• _CHALLENGES_
1. Answer these questions about the review of "The Mask of Zorro," one line each, marked as they are:
(a) Which kind of role does the review call Anthony Hopkins's first to date?
(b) Who imprisoned Zorro?
(c) About how old is Zorro now?
2. Carry on the review of "The Mask of Zorro" from its final sentence.

• _PAGE EXCERPT_

------------

Swords and snores: muddled 'Zorro' fails to impress

A beautiful maiden living within the walls of the enemy. A dashing young hero. An old master, skilled at the art of swordplay.

Such are the familiar ingredients of a classic adventure film, and such are the ingredients of "The Mask of Zorro." Such, too, however, are the ingredients of a parody of the classic adventure films, farcical in their familiarity. These elements are handled in "The Mask of Zorro" with an undecided mixture of seriousness and camp-like melodrama, creating a film that falls short of being a gripping adventure story yet also does not fully allow itself to enter the realm of self-conscious comedy. "The Mask of Zorro" is, unfortunately, a parody of itself.

Anthony Hopkins, in his first action-hero role to date, is an aging

Zorro, imprisoned by a Spanish ruler that he helped to oust from power in a Mexico fighting for independence. When the ruler returns to Mexico with the hope of taking Californian land from Santa Anna to create his own republic, Zorro escapes and knows he must do battle once again. He is now, however, close to 60 years old.

------------

• _EXTRACTED MATERIAL_
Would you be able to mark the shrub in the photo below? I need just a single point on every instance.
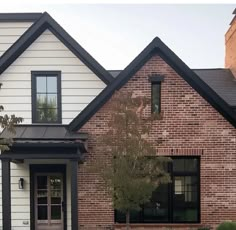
(227, 226)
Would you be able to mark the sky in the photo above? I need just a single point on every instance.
(114, 34)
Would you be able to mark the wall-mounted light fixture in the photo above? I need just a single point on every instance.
(21, 183)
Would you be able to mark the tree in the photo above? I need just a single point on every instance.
(8, 122)
(135, 171)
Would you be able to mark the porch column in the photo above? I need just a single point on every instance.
(74, 195)
(6, 194)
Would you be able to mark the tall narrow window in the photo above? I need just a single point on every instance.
(156, 92)
(46, 97)
(156, 98)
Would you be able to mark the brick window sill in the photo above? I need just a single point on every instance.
(146, 226)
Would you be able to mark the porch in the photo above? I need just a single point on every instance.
(42, 161)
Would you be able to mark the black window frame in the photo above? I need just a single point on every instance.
(34, 75)
(171, 197)
(156, 80)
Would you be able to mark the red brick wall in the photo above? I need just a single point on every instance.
(190, 126)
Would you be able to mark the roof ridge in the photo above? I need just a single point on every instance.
(34, 31)
(156, 46)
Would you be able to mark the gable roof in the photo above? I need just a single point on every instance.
(47, 22)
(221, 81)
(155, 47)
(19, 17)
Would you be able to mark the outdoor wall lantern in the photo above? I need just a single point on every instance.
(21, 183)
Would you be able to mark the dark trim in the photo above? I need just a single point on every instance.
(22, 156)
(47, 22)
(156, 78)
(156, 47)
(52, 168)
(74, 195)
(19, 17)
(34, 75)
(6, 194)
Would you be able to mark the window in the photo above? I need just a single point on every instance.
(156, 93)
(156, 98)
(46, 97)
(177, 202)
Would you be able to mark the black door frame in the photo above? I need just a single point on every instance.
(47, 168)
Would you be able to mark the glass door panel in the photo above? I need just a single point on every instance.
(48, 202)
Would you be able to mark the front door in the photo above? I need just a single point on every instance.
(48, 201)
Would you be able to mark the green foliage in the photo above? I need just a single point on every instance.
(204, 228)
(227, 226)
(134, 171)
(8, 122)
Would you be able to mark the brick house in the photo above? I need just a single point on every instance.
(63, 94)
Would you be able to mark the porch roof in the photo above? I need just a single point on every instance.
(43, 132)
(44, 142)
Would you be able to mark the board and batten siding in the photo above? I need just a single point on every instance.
(20, 199)
(79, 84)
(10, 32)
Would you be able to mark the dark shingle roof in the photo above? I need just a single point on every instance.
(43, 132)
(221, 81)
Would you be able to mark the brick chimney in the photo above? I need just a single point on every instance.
(230, 46)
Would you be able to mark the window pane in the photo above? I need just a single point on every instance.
(157, 209)
(56, 212)
(185, 165)
(156, 98)
(51, 115)
(42, 199)
(41, 115)
(41, 182)
(185, 206)
(52, 84)
(41, 86)
(52, 101)
(42, 212)
(135, 217)
(42, 101)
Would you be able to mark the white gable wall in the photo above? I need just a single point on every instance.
(10, 32)
(79, 84)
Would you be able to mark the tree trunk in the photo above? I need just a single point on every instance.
(127, 219)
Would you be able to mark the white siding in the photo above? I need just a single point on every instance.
(79, 84)
(10, 32)
(21, 198)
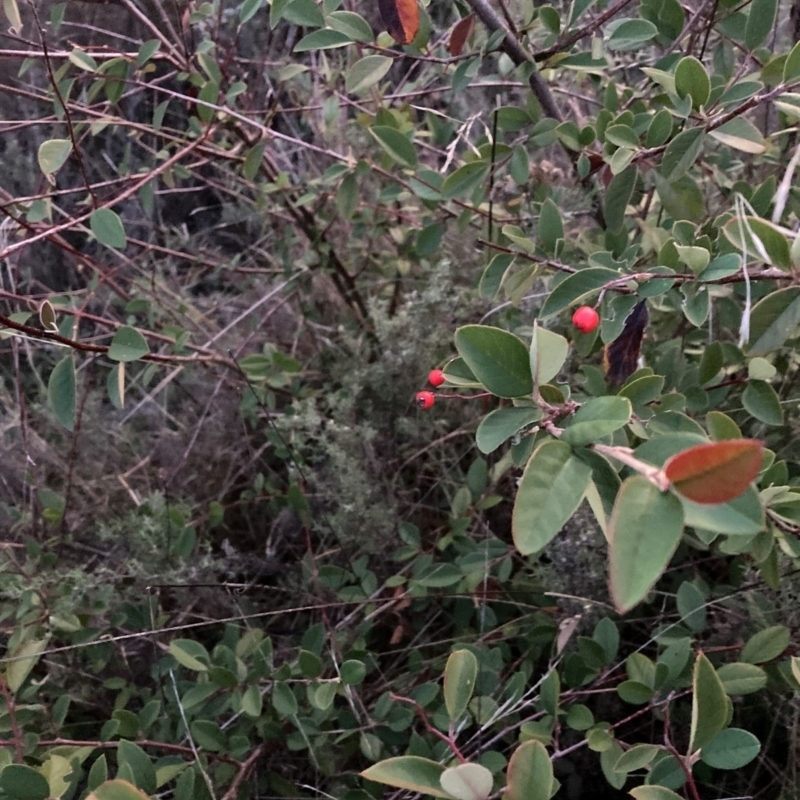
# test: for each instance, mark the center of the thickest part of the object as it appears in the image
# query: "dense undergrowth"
(237, 559)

------------

• _RESPONSE LIST_
1.
(a) An action-hero role.
(b) A Spanish ruler whom he had helped oust from power.
(c) Close to 60 years old.

2.
Enter Antonio Banderas as Alejandro Murrieta, a bumbling bandit whose brother was killed by a Spanish soldier. The elder Zorro, recognizing Murrieta's passionate desire for revenge, takes him as a disciple, training him to be quick, skilled and, most importantly, charming. In short, he makes him another Zorro.

Banderas, the quintessential Latin romantic lead, is better suited to the part of the dashing young Zorro than Hopkins, who seems to not know what to do with himself when portraying a man in his 40s with the stature of a superhero. However, once settled into the role of the aging master, Hopkins returns comfortably to a role better suited for him, and one which he plays with ease. The old English charm and grace resurfaces.

The film's action begins quickly with Hopkins' first entrance as Zorro

in an introduction set 20 years prior to the central events of the film. This introduction serves to characterize Zorro and his fame among the Mexican people for whom he fights, presenting the viewer with a Zorro almost superhuman in his abilities. The masked man dances and prances and flips around an army of hundreds, elegantly slaying them with his shiny sword while a crowd of Mexican peasants look on and cheer.

The entire opening scenario carries an air much like that of a football game. Or, more appropriately, a basketball game played by the Harlem Globetrotters, as the uneven battle between the casual Zorro and the trained army who cannot seem to stop him from bounding and leaping away grows comical in its over-exaggeration of Zorro's abilities.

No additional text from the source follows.